[Texte fourni]:
Soyons clairs, le creux de la vague ne sera pas annoncé ici. La Fed est plus déterminée que jamais à faire monter les taux jusqu’à ce qu’ils fassent redescendre la consommation américaine. L’Europe quant à elle, devra faire face à l’hiver et à une flambée vertigineuse des prix de l’énergie tandis que la Banque centrale européenne se prépare à mener la plus sévère politique restrictive de son histoire. Pendant ce temps, la Chine est toujours en prise avec la COVID, les quarantaines, les pénuries d’énergie et le marché immobilier qui s’effondre. Cela faisait longtemps qu’un ralentissement économique mondial n'avait pas été aussi synchronisé.

Méfiez-vous des tendances

Malgré ce marasme, le S&P500 a réussi un rallye estival de 17% alors que l’indice des prix à la consommation américain tutoyait les sommets. Il était tentant d’espérer que la Fed arrête ses hausses de taux alors que les prix de l’essence, du cuivre et de l’acier baissaient. Mais, l’euphorie n’a pas duré. Les États-Unis sont toujours en pleine effervescence. L’épargne des ménages reste élevée et le crédit à la consommation ne cesse de croître. Le marché de l’emploi reste tendu alors que les salaires augmentent. La tendance baissière devra se confirmer avant que la Fed ne considère une pause ou simplement un ralentissement du rythme du resserrement.

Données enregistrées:
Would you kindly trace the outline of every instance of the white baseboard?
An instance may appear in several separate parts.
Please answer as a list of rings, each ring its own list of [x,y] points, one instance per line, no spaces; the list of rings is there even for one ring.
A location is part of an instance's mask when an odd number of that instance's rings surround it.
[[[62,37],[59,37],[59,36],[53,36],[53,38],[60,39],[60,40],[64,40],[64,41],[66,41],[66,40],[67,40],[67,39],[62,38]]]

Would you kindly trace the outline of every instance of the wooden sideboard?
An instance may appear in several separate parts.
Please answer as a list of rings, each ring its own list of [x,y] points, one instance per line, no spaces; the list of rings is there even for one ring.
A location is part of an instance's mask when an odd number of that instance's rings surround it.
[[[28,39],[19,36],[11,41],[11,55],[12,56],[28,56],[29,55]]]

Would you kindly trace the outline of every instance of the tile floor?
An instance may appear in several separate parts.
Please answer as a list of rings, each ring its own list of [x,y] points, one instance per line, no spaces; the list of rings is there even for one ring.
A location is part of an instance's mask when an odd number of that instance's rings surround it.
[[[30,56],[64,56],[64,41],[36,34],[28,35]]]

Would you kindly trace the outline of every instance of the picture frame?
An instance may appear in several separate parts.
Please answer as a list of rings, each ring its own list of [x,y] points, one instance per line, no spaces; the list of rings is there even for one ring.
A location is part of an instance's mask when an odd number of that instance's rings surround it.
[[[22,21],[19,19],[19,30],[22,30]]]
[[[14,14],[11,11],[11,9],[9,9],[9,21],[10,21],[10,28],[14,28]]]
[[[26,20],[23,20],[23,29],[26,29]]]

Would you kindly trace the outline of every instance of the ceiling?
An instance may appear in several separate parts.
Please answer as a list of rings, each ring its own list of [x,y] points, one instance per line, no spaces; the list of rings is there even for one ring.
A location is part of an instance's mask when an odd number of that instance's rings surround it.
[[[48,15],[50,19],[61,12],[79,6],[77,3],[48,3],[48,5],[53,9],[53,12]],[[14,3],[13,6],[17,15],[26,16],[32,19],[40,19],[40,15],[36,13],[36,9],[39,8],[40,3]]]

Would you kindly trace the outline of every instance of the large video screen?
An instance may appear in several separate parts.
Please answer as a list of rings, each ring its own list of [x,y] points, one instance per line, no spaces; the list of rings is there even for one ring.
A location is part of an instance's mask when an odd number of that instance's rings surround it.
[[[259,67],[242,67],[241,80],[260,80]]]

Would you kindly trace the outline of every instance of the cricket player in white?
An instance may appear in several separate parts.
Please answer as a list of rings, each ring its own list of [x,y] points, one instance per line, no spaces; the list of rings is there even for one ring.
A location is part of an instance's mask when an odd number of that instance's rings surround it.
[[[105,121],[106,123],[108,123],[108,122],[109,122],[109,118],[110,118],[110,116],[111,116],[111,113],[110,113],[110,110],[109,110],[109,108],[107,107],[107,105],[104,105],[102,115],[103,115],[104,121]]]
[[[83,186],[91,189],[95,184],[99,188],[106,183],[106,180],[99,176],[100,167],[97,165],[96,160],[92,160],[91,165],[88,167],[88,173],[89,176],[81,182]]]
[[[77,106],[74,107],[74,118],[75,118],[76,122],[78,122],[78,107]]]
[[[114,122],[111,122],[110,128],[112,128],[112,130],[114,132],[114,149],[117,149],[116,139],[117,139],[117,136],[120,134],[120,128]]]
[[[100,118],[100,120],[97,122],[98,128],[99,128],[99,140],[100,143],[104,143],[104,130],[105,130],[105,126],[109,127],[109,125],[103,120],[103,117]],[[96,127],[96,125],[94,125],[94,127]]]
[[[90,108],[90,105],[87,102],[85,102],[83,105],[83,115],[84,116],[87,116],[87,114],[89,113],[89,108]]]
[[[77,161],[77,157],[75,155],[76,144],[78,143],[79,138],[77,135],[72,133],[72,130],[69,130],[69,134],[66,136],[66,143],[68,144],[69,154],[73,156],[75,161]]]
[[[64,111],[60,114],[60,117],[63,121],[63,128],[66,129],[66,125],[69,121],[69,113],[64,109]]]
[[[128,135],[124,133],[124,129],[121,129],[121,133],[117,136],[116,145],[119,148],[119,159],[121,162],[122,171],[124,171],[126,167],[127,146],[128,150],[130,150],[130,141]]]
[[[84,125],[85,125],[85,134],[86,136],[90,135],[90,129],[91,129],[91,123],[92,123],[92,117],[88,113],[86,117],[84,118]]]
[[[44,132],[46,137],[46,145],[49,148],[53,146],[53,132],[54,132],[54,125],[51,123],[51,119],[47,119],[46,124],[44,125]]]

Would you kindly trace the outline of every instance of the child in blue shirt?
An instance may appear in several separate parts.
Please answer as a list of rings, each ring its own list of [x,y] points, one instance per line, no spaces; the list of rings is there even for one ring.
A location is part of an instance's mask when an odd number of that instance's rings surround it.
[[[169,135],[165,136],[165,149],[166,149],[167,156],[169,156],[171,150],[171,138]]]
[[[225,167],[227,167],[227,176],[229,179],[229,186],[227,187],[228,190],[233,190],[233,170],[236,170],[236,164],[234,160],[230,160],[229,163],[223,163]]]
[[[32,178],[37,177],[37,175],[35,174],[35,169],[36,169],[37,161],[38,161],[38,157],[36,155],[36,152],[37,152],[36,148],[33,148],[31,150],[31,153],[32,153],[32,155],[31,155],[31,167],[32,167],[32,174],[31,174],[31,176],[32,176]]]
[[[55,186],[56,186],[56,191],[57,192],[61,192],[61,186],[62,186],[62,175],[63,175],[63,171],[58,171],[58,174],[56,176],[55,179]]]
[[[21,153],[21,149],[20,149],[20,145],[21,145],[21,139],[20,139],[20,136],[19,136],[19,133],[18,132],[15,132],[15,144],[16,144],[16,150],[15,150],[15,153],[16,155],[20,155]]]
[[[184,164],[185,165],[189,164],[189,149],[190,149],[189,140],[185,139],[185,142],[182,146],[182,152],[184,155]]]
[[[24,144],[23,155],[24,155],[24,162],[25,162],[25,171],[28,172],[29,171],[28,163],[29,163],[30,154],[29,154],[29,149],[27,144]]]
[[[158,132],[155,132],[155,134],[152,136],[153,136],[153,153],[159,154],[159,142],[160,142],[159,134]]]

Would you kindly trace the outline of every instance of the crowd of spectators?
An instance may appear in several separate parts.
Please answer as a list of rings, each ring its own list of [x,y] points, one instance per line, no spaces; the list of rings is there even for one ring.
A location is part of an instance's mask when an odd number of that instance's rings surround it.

[Votre tâche]: Pouvez-vous condenser sous forme de liste à puces le paragraphe du texte sur la conjoncture économique qui commence par « Malgré ce marasme », en conservant ses faits principaux ?

[Résultat attendu]:
- Le S&P500 a réalisé un rallye estival de 17 %, alors que l'indice des prix à la consommation américain tutoyait les sommets.
- La baisse des prix de l'essence, du cuivre et de l'acier laissait espérer un arrêt des hausses de taux de la Fed, mais l'euphorie a été de courte durée.
- Les États-Unis restent en pleine effervescence : l'épargne des ménages demeure élevée et le crédit à la consommation continue de croître.
- Le marché de l'emploi reste tendu et les salaires augmentent.
- La tendance baissière devra se confirmer avant que la Fed n'envisage une pause ou un ralentissement du resserrement.